- ABOUT THIS TASK
What lines in the listing below hold the string "clicks"? Please copy them out.

- SUPPLIED MATERIAL
════════════════
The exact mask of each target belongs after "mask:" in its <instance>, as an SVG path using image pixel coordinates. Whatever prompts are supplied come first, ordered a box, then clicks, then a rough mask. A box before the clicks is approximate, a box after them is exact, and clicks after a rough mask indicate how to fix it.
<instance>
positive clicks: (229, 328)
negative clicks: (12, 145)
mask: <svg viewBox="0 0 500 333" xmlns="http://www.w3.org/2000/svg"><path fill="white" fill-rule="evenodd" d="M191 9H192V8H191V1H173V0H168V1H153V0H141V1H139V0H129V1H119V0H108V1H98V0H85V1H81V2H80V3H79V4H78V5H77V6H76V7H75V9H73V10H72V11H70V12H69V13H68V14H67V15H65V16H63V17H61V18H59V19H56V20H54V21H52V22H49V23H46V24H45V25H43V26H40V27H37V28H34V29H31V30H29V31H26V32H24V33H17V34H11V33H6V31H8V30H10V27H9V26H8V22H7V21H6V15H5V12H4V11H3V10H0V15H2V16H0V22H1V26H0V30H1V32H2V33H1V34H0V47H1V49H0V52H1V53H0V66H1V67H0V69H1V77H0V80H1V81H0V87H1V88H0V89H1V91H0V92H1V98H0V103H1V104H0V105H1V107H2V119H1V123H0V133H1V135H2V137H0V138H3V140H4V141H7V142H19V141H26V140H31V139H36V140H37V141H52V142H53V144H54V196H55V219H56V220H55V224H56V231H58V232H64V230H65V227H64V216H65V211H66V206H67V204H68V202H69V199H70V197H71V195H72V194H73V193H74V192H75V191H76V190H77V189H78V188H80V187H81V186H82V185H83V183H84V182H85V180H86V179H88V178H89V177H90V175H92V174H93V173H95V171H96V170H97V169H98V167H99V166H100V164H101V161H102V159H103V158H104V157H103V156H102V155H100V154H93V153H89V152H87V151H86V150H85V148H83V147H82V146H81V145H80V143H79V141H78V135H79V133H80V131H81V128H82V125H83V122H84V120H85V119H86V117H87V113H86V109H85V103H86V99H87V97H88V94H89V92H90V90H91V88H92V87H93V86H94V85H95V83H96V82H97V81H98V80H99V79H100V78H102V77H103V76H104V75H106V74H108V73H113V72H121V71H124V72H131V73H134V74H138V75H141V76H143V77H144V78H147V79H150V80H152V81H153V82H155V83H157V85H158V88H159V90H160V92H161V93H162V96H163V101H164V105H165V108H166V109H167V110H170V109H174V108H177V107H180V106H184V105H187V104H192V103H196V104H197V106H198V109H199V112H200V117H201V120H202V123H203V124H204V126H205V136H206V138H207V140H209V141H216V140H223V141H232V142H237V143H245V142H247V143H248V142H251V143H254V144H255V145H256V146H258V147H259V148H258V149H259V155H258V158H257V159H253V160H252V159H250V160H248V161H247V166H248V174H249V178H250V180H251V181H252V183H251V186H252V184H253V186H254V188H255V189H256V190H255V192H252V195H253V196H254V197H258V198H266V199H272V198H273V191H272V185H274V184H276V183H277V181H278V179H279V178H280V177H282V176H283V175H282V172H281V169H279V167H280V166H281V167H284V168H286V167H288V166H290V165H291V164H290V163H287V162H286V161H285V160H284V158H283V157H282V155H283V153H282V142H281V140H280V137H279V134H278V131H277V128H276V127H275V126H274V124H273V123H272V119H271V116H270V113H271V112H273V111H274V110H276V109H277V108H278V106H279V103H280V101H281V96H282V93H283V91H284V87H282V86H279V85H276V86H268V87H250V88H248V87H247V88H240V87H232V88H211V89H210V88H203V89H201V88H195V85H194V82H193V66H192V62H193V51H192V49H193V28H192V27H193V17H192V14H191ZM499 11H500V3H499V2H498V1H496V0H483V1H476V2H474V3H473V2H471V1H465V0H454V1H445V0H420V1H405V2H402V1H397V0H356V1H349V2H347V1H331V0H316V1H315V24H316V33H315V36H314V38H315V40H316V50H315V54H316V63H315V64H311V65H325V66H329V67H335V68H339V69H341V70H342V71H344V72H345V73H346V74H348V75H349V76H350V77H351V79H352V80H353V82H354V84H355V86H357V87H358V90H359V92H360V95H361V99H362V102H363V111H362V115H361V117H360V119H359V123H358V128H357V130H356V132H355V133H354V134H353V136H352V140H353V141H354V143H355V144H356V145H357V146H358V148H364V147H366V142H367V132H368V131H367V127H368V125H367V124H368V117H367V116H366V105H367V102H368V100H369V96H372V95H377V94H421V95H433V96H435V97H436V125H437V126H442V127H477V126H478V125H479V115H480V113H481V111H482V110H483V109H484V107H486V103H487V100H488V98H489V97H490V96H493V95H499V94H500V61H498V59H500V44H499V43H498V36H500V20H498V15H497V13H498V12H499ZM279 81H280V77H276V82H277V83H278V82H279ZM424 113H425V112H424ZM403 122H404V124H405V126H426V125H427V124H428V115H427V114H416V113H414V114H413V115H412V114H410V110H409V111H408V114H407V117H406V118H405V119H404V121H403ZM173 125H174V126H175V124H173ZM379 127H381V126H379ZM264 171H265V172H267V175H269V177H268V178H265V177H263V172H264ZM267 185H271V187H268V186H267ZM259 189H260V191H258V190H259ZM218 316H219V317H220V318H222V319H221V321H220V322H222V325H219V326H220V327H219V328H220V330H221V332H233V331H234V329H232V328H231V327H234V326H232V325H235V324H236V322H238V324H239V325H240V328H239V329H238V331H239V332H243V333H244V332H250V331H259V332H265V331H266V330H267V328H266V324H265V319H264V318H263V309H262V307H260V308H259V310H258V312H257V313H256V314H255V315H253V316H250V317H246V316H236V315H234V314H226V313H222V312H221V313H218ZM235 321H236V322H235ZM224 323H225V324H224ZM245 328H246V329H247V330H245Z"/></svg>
════════════════
- EXERCISE RESPONSE
The exact mask of each target belongs after "mask:" in its <instance>, as an SVG path using image pixel coordinates. Whatever prompts are supplied come first, ordered a box, then clicks, then a rough mask. A box before the clicks is approximate, a box after them is exact, and clicks after a rough mask indicate how to fix it.
positive clicks: (229, 328)
negative clicks: (12, 145)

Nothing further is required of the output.